**The request**: Please give the listing again, word for word, with nothing left out.

====== Supplied material

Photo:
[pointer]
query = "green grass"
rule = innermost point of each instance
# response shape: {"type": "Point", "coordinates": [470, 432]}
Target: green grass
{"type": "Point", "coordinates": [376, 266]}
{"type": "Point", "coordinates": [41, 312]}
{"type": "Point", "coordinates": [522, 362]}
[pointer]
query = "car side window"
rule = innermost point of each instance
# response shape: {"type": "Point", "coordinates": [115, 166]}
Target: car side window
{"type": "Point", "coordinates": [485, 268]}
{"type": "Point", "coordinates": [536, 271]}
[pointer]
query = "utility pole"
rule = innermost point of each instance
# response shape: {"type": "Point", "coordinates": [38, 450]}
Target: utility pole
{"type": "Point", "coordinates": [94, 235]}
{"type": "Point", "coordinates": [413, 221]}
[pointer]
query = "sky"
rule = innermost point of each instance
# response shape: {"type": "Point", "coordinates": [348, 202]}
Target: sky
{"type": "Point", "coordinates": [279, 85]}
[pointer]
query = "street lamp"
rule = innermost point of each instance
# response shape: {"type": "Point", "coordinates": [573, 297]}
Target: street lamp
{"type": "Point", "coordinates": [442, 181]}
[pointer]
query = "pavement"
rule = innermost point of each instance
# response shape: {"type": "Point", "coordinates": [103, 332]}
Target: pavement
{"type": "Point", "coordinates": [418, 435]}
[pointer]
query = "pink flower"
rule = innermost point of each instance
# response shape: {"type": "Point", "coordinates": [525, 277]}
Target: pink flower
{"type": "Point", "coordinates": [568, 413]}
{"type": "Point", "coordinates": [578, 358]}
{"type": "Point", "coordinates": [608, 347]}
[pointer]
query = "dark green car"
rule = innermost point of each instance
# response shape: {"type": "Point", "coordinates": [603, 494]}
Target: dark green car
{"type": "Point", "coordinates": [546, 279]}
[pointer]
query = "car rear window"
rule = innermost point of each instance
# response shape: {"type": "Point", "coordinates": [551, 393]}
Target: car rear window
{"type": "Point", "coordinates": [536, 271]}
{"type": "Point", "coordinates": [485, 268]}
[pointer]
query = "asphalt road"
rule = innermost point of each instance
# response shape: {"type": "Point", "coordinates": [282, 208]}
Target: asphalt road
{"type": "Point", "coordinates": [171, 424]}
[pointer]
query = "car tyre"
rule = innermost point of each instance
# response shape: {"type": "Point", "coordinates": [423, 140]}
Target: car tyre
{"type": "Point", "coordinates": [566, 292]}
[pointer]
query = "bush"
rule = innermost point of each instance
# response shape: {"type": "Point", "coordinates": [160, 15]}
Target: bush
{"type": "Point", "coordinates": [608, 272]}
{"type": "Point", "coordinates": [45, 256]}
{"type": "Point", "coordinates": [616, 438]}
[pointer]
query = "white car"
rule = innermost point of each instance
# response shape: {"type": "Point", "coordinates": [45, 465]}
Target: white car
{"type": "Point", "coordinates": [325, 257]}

============

**Output for this task**:
Photo:
[pointer]
query = "green grass"
rule = innermost point of each instance
# response shape: {"type": "Point", "coordinates": [470, 432]}
Target: green grass
{"type": "Point", "coordinates": [376, 266]}
{"type": "Point", "coordinates": [41, 312]}
{"type": "Point", "coordinates": [522, 362]}
[pointer]
query = "car side window"
rule = innermost point of each instance
# response shape: {"type": "Point", "coordinates": [115, 166]}
Target: car side window
{"type": "Point", "coordinates": [485, 268]}
{"type": "Point", "coordinates": [536, 271]}
[pointer]
query = "utility pole"
rule = innermost point of each instance
# response shape: {"type": "Point", "coordinates": [38, 450]}
Target: utility pole
{"type": "Point", "coordinates": [94, 235]}
{"type": "Point", "coordinates": [413, 221]}
[pointer]
query = "sky"
rule = innermost point of each instance
# response shape: {"type": "Point", "coordinates": [348, 202]}
Target: sky
{"type": "Point", "coordinates": [279, 85]}
[pointer]
query = "street lamp"
rule = innermost point of each instance
# response shape: {"type": "Point", "coordinates": [573, 297]}
Target: street lamp
{"type": "Point", "coordinates": [442, 181]}
[pointer]
query = "pavement"
rule = innermost point of each instance
# response shape: {"type": "Point", "coordinates": [103, 332]}
Target: pavement
{"type": "Point", "coordinates": [418, 435]}
[pointer]
query = "pink flower"
rule = innermost point of each instance
# response shape: {"type": "Point", "coordinates": [525, 277]}
Target: pink flower
{"type": "Point", "coordinates": [568, 413]}
{"type": "Point", "coordinates": [578, 358]}
{"type": "Point", "coordinates": [608, 347]}
[pointer]
query = "dark green car"
rule = innermost point of each instance
# response shape: {"type": "Point", "coordinates": [603, 494]}
Target: dark green car
{"type": "Point", "coordinates": [546, 279]}
[pointer]
query = "car rear window"
rule = innermost point of each instance
# response shape: {"type": "Point", "coordinates": [551, 393]}
Target: car rear window
{"type": "Point", "coordinates": [536, 271]}
{"type": "Point", "coordinates": [485, 268]}
[pointer]
query = "asphalt road"
rule = innermost point of each instance
# response shape: {"type": "Point", "coordinates": [282, 208]}
Target: asphalt road
{"type": "Point", "coordinates": [171, 424]}
[pointer]
query = "car tyre"
rule = innermost point of each instance
# response shape: {"type": "Point", "coordinates": [423, 140]}
Target: car tyre
{"type": "Point", "coordinates": [566, 292]}
[pointer]
query = "bush"
rule = innermost point of each instance
# response shape: {"type": "Point", "coordinates": [160, 15]}
Target: bush
{"type": "Point", "coordinates": [608, 272]}
{"type": "Point", "coordinates": [45, 256]}
{"type": "Point", "coordinates": [616, 438]}
[pointer]
query = "white car"
rule = innermost point of each instance
# response shape: {"type": "Point", "coordinates": [45, 465]}
Target: white car
{"type": "Point", "coordinates": [325, 257]}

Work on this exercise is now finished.